▸ Document passage:
↓↓↓
She added: “Oil prices have increased strongly in the last two months, with Brent hitting $65-$66 per barrel. Prices are rising in anticipation of a recovery in demand and limited supply growth for 2021.”
Wood Mackenzie is forecasting global stock draws for the second to fourth quarters this year. That was before OPEC+ agreed to roll over its current production restraint, with only Russia and Kazakhstan allowed small increases. Saudi Arabia is keeping its voluntary additional cut of 1 million barrels per day (b/d) – announced in January and originally due to lift at the end of this month – in place for April.
Hittle said: “Clearly OPEC+ has decided to take a cautious approach to demand recovery. However, waiting for a solid sign of strong stock draws means prices will have already increased from the present level by the time that sign emerges.
“Stocks are a lagging indicator and already the market can see solid signals of demand strength – the vaccination programme in the US, the world’s largest consumer, is ramping up, with the Biden administration promising enough for every adult by end-May. This should help spur a recovery.”
Wood Mackenzie forecasts global demand will increase 6.3 million b/d year on year in 2021. If OPEC+ does not increase output in April, except the small amounts for Russia and Kazakhstan, the stock draw will be significantly more than 1 million b/d next month, as the summer demand season looms. We expect oil prices to rise toward $70-$75 per barrel during April.
Hittle added: “The risk is these higher prices will dampen the tentative global recovery. But the Saudi Energy Minister, Prince Abdulaziz, is adamant OPEC+ must watch for concrete signs of a demand rise before he moves on production.
“When compared against last year’s collapse, we expect a strong recovery in oil demand for Q2 2021, of nearly 14 million b/d year-on-year after a subdued gain of 0.8 million b/d in the first quarter for Q2 2021. With OPEC+ production restraint in place during April, as demand surges, upward pressure on prices is likely to continue.
“By comparison to the 6.3 million b/d increase in demand this year, we forecast global supply to rise much less, at 1.5 million b/d. On this basis, the market is slipping into a period of sustained stock draw for the rest of the year.”
↑↑↑
▸ Complete the following:
1/ Using the oil market passage, answer each question briefly.
(a) What price range per barrel did Brent hit?
(b) By when has the Biden administration promised enough vaccine for every adult?
(c) How much does Wood Mackenzie forecast global supply will rise this year?
2/ Decide whether each statement agrees with the oil market passage. Answer yes or no, and quote the words from the passage that settle it.
(a) Saudi Arabia's voluntary additional cut amounts to 1 million barrels per day.
(b) Wood Mackenzie expects oil prices to fall during April.
(c) Under the OPEC+ agreement, only Russia and Kazakhstan were allowed small increases.

▸ Source material:
↓↓↓
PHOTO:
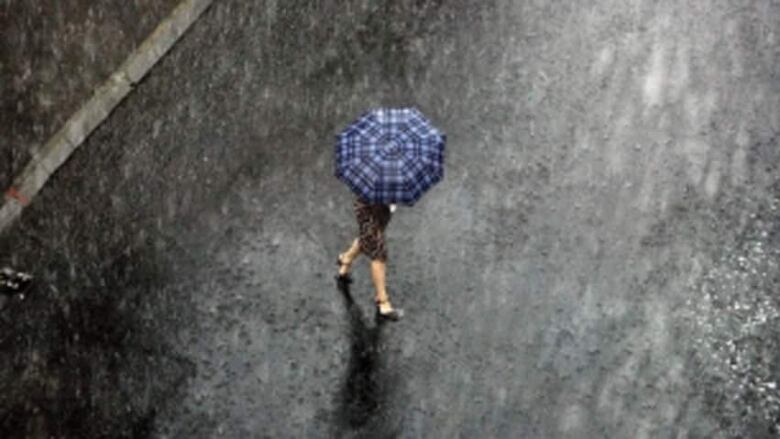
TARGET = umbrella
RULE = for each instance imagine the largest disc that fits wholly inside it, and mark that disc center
(390, 155)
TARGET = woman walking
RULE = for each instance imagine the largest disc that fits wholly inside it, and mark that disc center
(372, 221)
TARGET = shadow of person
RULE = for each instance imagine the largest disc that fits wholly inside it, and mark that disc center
(362, 395)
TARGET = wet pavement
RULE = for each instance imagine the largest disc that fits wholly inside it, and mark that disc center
(600, 259)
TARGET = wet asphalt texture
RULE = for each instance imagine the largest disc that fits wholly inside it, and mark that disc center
(600, 259)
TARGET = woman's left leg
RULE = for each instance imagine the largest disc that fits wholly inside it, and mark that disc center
(347, 257)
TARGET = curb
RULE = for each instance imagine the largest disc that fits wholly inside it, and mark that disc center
(83, 122)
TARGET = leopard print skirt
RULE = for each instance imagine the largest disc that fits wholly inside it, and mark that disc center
(372, 220)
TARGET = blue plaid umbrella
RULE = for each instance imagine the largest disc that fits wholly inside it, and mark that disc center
(390, 155)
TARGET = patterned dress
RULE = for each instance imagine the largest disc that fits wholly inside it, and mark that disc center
(372, 220)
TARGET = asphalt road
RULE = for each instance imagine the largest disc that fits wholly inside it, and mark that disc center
(600, 259)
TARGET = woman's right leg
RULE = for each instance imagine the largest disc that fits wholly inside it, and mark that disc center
(347, 257)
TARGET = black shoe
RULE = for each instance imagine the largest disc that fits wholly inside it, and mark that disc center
(342, 279)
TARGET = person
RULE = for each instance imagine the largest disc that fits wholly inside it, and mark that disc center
(13, 282)
(372, 221)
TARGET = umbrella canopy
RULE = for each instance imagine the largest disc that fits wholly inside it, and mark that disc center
(390, 155)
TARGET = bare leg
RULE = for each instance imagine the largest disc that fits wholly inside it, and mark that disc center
(349, 256)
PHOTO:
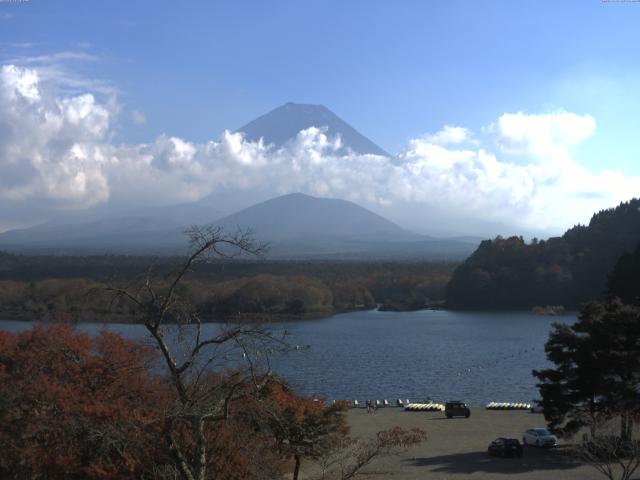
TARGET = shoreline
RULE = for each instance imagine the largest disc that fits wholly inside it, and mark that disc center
(457, 448)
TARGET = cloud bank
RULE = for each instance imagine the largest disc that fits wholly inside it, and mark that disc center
(57, 152)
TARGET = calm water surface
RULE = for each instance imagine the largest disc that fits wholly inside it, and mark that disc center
(477, 357)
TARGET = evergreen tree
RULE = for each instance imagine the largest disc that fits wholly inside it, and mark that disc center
(597, 369)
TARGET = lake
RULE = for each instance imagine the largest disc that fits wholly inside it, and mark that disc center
(438, 354)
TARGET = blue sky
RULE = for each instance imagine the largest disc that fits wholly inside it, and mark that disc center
(394, 70)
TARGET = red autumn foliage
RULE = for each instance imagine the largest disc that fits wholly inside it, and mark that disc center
(73, 406)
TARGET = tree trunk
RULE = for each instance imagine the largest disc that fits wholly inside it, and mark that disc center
(296, 469)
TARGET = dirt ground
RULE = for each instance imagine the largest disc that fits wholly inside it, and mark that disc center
(457, 448)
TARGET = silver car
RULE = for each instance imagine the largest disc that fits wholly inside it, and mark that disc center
(540, 437)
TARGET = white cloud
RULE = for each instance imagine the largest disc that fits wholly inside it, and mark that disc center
(55, 151)
(450, 135)
(137, 117)
(541, 134)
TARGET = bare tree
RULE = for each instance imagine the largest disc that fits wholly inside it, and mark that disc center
(349, 456)
(615, 456)
(191, 353)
↑↑↑
▸ Solved tasks:
1/
(a) $65-$66 per barrel
(b) By end-May
(c) 1.5 million b/d

2/
(a) Yes: "Saudi Arabia is keeping its voluntary additional cut of 1 million barrels per day (b/d)"
(b) No: "We expect oil prices to rise toward $70-$75 per barrel during April."
(c) Yes: "with only Russia and Kazakhstan allowed small increases"